Record set:
+ + +
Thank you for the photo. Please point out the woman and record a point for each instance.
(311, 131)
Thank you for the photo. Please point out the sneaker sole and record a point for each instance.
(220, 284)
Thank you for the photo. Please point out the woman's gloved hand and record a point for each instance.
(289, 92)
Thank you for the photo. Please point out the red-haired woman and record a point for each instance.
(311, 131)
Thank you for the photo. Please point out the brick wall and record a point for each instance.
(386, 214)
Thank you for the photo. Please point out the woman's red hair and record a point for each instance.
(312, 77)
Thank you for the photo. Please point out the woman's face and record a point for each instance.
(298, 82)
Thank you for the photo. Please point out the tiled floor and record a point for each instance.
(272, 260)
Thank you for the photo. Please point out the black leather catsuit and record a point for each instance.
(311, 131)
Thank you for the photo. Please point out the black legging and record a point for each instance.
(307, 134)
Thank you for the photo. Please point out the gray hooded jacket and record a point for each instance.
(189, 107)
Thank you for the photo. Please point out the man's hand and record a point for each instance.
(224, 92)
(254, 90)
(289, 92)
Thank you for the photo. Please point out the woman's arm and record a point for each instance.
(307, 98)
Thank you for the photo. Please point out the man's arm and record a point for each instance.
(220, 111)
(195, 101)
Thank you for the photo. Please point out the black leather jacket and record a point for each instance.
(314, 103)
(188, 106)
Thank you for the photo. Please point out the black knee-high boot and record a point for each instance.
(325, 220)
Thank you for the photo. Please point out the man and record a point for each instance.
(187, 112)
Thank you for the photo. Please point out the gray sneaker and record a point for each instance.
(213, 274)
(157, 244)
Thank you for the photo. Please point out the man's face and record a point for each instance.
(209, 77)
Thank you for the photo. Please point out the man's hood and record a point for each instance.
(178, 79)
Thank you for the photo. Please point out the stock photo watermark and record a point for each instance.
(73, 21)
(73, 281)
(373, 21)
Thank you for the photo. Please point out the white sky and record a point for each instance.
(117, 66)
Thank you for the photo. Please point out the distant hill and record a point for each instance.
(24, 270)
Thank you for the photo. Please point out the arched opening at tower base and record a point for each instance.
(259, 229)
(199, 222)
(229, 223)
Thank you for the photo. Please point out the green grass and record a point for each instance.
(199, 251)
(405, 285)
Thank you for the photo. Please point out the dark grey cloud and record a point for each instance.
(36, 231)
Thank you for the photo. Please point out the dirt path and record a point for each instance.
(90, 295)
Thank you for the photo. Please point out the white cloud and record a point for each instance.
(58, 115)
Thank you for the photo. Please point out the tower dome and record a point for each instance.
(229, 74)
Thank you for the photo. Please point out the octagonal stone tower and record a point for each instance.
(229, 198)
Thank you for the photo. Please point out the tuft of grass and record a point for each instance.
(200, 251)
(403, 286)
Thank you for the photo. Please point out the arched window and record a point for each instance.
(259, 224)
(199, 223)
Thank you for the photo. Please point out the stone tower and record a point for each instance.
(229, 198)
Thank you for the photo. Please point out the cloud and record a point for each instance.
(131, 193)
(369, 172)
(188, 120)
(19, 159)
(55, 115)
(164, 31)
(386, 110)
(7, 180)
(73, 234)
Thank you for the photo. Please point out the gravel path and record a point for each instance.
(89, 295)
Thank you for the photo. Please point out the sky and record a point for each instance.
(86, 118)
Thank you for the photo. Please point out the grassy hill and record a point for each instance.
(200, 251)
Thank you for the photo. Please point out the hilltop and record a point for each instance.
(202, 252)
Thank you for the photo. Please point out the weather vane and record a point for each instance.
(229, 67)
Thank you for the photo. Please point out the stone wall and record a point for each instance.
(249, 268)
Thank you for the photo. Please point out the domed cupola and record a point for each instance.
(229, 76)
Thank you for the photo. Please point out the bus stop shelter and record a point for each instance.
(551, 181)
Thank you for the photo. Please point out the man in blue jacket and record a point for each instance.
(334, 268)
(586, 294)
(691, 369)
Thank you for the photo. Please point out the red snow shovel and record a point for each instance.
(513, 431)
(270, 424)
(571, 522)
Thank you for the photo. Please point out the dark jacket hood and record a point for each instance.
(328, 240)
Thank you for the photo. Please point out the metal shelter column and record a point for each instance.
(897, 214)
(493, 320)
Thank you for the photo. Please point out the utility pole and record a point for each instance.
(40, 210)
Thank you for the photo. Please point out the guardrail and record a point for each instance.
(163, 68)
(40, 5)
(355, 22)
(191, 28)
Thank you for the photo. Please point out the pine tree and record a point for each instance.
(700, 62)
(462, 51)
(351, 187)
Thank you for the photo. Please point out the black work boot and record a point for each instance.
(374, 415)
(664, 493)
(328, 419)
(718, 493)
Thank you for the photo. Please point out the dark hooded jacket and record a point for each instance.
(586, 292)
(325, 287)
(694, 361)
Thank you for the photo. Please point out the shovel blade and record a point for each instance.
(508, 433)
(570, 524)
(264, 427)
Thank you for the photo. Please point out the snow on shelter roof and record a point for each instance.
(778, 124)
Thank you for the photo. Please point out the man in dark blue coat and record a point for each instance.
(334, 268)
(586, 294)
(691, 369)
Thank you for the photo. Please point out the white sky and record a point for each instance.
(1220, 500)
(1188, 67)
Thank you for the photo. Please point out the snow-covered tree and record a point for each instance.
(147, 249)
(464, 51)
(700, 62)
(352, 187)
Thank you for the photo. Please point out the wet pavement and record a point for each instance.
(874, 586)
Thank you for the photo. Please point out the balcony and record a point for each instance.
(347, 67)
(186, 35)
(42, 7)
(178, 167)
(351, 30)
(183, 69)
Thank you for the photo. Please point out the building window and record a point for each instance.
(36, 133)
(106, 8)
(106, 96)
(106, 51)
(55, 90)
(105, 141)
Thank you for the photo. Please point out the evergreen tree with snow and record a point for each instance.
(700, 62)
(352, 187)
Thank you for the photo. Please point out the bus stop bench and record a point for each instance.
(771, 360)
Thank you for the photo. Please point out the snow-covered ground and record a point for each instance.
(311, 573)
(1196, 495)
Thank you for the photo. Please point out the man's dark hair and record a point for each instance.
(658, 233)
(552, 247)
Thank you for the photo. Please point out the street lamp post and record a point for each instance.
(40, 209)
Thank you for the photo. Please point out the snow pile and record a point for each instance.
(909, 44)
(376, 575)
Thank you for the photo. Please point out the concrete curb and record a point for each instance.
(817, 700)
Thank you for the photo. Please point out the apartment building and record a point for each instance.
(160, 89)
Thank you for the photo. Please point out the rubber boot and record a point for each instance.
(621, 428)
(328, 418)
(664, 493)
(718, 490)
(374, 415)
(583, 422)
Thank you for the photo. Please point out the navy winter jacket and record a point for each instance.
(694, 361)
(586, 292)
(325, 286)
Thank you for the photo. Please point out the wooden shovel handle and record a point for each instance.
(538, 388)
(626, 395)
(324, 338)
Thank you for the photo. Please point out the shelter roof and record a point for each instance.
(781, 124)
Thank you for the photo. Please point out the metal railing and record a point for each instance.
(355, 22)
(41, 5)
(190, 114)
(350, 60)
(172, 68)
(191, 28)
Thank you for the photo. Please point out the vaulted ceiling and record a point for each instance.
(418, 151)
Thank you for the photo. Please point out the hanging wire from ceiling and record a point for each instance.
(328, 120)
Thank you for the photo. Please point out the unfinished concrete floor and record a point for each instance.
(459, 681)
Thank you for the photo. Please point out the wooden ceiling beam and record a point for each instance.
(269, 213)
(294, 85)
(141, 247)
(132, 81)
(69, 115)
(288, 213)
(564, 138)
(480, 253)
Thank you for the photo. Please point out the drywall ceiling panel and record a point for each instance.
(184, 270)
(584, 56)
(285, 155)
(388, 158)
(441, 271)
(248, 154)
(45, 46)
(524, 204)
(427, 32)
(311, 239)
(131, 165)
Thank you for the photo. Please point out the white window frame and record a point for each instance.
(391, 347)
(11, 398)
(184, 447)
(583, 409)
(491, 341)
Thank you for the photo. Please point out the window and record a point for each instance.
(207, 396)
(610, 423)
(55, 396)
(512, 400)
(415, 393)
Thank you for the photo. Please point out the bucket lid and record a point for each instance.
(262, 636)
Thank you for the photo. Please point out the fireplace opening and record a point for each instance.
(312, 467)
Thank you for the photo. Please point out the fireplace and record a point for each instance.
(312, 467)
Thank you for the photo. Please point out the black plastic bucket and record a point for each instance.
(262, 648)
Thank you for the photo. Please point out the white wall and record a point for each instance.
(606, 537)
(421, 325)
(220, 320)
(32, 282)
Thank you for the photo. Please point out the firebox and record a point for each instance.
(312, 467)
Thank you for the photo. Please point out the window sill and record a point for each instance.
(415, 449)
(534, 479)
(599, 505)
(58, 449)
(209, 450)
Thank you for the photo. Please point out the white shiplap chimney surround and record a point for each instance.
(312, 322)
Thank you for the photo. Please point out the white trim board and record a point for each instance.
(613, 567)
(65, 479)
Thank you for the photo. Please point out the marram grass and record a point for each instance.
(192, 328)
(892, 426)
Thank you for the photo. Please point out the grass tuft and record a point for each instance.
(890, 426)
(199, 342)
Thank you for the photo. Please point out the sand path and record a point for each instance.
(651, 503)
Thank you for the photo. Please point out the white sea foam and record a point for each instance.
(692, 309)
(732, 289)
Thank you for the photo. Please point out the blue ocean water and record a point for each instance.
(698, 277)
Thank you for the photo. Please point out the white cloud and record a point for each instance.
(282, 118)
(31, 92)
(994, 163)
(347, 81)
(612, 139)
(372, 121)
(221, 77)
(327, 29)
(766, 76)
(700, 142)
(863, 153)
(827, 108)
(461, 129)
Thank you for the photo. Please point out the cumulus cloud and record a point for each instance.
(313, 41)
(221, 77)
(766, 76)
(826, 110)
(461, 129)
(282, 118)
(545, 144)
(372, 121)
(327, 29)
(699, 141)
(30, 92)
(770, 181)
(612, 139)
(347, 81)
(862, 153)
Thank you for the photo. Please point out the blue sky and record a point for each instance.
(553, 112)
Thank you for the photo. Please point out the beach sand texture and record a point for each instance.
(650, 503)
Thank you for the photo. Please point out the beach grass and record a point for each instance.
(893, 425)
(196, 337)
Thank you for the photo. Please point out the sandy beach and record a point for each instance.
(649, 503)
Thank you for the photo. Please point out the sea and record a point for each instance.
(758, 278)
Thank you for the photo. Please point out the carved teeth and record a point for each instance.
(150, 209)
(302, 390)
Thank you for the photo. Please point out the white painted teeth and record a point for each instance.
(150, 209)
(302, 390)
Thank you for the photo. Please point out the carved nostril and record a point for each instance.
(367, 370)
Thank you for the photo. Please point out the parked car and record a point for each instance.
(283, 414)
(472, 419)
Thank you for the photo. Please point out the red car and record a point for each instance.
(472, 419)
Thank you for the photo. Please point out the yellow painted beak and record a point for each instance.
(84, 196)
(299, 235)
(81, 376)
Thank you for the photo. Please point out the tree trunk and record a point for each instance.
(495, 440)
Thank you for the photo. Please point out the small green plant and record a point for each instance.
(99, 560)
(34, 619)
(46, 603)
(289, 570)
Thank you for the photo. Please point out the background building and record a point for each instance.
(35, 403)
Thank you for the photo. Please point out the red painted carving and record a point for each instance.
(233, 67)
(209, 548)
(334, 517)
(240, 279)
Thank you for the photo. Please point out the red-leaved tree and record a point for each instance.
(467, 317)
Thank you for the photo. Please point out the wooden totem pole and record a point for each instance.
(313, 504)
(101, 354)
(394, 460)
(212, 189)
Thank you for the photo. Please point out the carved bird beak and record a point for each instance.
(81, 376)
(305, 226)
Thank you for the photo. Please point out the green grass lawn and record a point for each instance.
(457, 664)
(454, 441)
+ + +
The lines to quote run from the one containing "Thank you for the photo. Please point out the carved teeth" through the final line of the material above; please give them exactly, both ends included, and nothing else.

Thank you for the photo. Please point out the carved teeth and record a point for each instance.
(150, 209)
(302, 390)
Thank you for the photo. Please point out the white painted teeth and record a point for each instance.
(150, 209)
(302, 390)
Thank you for the photo. Please point out the carved nostril and record a point for each instance.
(367, 370)
Thank you for the photo. Please point out the parked car and record a point for each instance.
(283, 414)
(472, 419)
Thank you for the photo. Please point out the red car and record a point for each instance.
(472, 419)
Thank you for the photo. Please point out the yellow painted beak and record a point for each instance.
(84, 196)
(299, 235)
(81, 376)
Thank you for the photo. Please point out the tree trunk and record a point for each instance.
(495, 440)
Thank you for the photo. Please point out the small green plant and record a point for each instance.
(99, 560)
(34, 619)
(46, 603)
(289, 570)
Thank you for the photo. Please point out the background building and record a point for each instance.
(35, 403)
Thank you for the photo. Please point out the red painted carving and record a point for each instance.
(233, 67)
(209, 548)
(334, 517)
(240, 279)
Thank you for the photo. Please point out the red-leaved tree and record a point for each instance.
(467, 317)
Thank you for the photo. Please point out the wooden totem pole and record a point for each instance.
(313, 504)
(101, 354)
(394, 460)
(212, 189)
Thank you for the photo. Please point out the carved bird beak and record a point for each instance.
(81, 376)
(305, 226)
Thank you for the photo. Please point out the green grass lawn and record a point for each instance.
(457, 664)
(454, 441)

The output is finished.